___ Dataset records ___

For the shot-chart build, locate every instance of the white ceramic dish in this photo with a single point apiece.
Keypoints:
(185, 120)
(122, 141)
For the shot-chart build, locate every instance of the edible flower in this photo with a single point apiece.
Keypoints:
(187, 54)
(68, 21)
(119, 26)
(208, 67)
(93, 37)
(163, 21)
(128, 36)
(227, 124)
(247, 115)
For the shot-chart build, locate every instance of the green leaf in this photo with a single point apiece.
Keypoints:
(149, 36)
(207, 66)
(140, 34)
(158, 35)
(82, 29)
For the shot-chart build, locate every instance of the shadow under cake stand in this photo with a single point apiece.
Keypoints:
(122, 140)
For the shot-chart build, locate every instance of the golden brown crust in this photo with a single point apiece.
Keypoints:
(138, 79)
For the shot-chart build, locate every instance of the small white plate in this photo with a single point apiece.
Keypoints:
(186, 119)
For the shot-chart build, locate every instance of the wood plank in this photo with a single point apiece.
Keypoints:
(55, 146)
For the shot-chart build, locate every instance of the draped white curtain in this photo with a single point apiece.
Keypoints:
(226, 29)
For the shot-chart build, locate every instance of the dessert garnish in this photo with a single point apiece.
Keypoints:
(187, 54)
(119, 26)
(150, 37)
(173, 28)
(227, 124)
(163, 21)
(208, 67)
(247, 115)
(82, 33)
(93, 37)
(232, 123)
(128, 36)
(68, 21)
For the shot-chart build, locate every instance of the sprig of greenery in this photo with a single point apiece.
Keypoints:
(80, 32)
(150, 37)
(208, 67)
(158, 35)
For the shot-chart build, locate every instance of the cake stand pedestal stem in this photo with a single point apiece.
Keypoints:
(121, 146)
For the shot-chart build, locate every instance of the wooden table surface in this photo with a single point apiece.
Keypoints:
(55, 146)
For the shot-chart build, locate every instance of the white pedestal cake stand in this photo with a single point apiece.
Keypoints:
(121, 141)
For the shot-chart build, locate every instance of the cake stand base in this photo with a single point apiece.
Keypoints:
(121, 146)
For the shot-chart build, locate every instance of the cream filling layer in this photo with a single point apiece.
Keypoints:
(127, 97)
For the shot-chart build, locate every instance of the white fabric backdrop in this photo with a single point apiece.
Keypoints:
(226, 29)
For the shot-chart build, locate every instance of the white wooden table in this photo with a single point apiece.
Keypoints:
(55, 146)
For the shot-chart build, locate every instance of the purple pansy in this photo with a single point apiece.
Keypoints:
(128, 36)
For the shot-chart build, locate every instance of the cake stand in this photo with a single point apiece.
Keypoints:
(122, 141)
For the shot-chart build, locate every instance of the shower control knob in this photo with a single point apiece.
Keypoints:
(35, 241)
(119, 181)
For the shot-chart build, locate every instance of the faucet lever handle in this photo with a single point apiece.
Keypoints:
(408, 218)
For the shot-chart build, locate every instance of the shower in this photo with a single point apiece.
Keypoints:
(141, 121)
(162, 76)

___

» **What you will do**: Your task is to retype the entries verbatim, starting with the line that holds "For the shot-chart build, locate every instance of the edible" and stopping after the line that holds "For the shot-chart build, locate every instance of the small".

» **Exercise response**:
For the shot-chart build, locate every instance of the edible flower in this photo with a single point apiece.
Keypoints:
(187, 54)
(68, 21)
(119, 26)
(208, 67)
(93, 37)
(163, 21)
(128, 36)
(227, 124)
(247, 115)
For the shot-chart build, locate every instance of the green leaf in this photo with a single point apiece.
Keypoints:
(149, 36)
(207, 66)
(140, 34)
(158, 35)
(82, 29)
For the shot-chart build, locate every instance of the shadow under cake stand in this photo with a single point apiece.
Keypoints:
(122, 140)
For the shot-chart build, locate every instance of the golden brown crust in this photo with a single point apiece.
Keypoints:
(138, 79)
For the shot-chart build, locate every instance of the small white plate in this photo with a single point apiece.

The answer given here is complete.